• TASK INSTRUCTIONS: Go to the line containing "sleeve in this photo, one per instance." in the records below and print it and every following line exactly, on through the line containing "arm in this photo, one per instance.", then stop.

[Start of section]

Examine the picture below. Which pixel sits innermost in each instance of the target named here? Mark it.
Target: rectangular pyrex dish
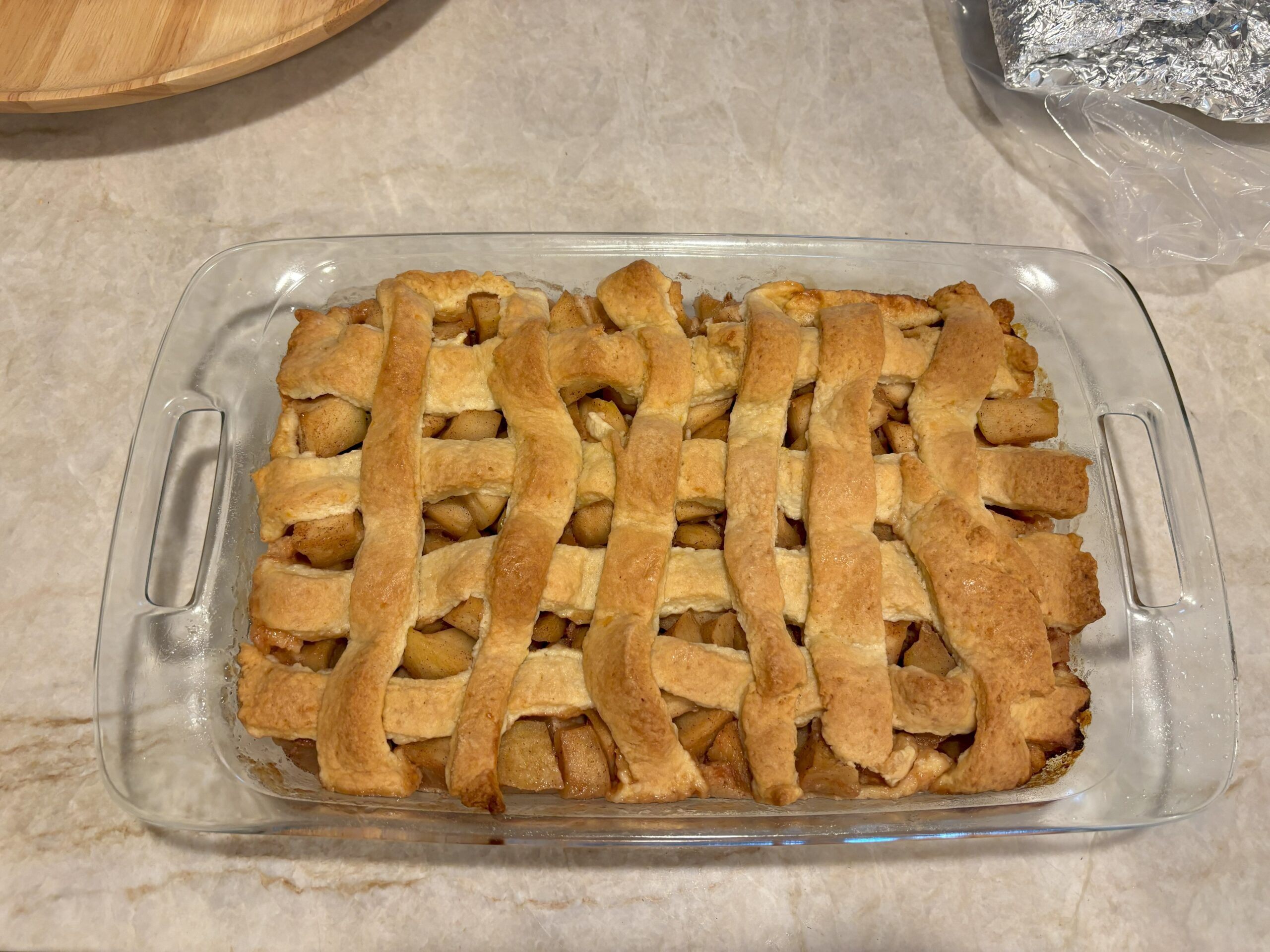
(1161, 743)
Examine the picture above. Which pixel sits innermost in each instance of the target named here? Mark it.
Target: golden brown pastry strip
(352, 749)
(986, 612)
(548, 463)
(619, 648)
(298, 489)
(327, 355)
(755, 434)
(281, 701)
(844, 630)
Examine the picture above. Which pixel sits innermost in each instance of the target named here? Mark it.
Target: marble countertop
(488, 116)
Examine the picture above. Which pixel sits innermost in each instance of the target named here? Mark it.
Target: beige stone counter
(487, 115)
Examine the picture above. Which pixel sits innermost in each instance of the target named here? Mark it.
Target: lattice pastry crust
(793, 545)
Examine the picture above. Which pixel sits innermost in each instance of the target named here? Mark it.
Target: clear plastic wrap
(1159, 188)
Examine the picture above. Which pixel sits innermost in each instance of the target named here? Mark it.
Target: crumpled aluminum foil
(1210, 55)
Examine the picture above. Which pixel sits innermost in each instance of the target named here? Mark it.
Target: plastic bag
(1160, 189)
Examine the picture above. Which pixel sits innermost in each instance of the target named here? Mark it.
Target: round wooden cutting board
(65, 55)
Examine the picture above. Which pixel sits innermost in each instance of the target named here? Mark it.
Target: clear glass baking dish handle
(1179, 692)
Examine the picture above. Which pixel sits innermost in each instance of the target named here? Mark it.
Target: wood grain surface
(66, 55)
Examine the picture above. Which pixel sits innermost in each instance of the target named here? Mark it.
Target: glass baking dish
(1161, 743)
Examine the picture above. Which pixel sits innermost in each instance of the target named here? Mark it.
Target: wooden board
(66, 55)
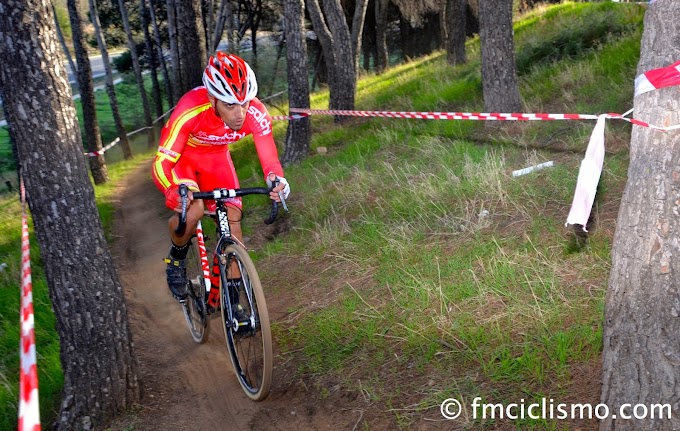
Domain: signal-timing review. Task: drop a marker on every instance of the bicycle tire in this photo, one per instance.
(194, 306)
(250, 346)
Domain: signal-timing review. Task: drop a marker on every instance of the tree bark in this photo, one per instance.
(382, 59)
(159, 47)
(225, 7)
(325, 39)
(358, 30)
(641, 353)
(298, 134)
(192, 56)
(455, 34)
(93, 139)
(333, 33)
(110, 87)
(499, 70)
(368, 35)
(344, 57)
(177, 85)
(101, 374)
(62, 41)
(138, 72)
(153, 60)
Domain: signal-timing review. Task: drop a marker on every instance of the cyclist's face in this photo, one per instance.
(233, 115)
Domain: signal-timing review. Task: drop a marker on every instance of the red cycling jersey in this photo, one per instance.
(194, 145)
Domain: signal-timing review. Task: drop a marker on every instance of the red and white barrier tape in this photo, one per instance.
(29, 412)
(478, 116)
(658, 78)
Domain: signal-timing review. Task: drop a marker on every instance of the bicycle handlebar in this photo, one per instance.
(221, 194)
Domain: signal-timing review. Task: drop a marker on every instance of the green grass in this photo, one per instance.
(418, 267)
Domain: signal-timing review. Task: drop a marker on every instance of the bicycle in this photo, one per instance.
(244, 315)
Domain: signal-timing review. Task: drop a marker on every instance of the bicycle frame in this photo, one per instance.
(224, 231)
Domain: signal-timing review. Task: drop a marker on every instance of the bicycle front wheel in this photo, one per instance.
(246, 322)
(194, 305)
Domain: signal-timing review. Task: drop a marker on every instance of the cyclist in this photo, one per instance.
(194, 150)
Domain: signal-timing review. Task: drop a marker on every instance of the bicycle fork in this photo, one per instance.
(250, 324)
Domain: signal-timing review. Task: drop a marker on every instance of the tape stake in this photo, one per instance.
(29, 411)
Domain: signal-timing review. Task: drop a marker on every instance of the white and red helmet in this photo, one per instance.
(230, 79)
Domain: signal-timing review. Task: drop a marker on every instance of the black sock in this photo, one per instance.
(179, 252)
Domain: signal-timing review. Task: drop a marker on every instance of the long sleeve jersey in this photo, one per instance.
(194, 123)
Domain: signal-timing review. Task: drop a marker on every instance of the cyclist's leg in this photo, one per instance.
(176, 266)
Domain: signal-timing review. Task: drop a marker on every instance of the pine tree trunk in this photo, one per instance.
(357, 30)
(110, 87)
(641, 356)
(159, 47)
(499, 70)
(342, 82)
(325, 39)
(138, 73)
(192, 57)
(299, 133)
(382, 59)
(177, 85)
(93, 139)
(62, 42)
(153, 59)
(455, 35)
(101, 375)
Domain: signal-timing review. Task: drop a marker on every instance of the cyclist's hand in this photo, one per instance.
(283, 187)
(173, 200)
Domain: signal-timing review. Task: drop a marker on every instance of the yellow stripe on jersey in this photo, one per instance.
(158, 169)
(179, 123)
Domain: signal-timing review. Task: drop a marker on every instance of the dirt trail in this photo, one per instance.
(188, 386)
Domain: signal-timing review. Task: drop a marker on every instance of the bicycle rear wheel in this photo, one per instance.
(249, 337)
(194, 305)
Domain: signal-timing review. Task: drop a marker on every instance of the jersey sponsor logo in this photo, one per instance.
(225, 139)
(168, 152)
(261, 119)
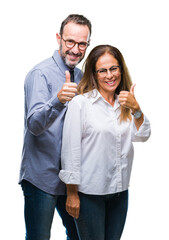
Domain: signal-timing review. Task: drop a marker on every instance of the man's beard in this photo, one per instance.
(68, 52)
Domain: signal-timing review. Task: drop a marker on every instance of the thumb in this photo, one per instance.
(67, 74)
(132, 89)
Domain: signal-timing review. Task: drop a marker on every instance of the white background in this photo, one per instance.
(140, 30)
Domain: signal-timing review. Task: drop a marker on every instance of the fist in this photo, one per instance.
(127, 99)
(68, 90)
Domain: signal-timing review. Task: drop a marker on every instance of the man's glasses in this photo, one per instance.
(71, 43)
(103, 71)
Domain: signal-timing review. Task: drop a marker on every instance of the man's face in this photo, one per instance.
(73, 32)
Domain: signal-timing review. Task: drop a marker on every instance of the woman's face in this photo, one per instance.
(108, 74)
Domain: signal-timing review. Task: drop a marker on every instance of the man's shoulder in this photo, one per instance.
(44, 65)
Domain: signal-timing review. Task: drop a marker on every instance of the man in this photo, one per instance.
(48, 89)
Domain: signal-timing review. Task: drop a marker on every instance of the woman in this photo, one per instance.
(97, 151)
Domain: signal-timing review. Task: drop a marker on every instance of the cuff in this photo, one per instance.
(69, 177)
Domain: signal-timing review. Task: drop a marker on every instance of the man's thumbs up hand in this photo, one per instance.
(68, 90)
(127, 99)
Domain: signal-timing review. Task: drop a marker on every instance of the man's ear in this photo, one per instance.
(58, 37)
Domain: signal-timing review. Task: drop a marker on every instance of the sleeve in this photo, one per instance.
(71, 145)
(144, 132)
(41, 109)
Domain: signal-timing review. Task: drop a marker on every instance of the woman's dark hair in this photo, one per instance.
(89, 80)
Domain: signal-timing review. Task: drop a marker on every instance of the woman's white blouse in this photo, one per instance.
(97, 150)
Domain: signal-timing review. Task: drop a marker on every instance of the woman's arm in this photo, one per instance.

[End of section]
[Start of section]

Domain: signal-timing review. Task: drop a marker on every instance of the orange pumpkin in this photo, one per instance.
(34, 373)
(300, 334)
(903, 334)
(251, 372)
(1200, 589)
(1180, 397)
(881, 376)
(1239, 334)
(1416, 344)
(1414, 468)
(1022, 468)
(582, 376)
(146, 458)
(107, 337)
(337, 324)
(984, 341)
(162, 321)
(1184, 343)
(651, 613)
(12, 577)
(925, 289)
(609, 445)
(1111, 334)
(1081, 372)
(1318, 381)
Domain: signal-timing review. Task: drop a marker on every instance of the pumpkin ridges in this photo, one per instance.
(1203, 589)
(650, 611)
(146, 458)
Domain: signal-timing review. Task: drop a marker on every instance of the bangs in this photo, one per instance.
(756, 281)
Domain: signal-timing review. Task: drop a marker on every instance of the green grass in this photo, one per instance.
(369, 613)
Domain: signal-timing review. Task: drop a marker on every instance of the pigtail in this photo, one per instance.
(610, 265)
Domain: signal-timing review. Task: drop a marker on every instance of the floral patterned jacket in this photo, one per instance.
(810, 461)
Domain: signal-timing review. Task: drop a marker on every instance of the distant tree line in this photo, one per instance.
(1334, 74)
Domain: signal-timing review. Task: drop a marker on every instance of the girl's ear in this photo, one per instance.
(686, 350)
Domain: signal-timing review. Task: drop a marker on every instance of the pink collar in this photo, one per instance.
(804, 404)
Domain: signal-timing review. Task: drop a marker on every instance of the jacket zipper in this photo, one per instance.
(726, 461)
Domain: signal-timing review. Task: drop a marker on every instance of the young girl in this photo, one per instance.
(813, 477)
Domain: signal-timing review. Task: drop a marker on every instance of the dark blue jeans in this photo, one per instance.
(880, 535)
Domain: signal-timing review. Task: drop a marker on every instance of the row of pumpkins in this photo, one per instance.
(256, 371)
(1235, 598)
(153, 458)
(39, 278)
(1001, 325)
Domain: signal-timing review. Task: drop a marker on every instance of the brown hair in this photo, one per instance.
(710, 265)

[End of section]

• WRITTEN REPLY:
Domain: signal-timing review. Task: drop a marker on every instance of the sleeve in this photo, one per instance.
(71, 145)
(144, 132)
(41, 109)
Domain: signal-timing review. Task: drop a marker on every instance of the woman's dark hair in this photo, one per instance.
(89, 80)
Domain: signal-timing review. Task: drop a marker on every instance of the woman's white blouse in this photo, one per instance.
(97, 150)
Domain: signal-timing review. Task: drop a marker on every instance of the woman's arm in this photo, one per instance.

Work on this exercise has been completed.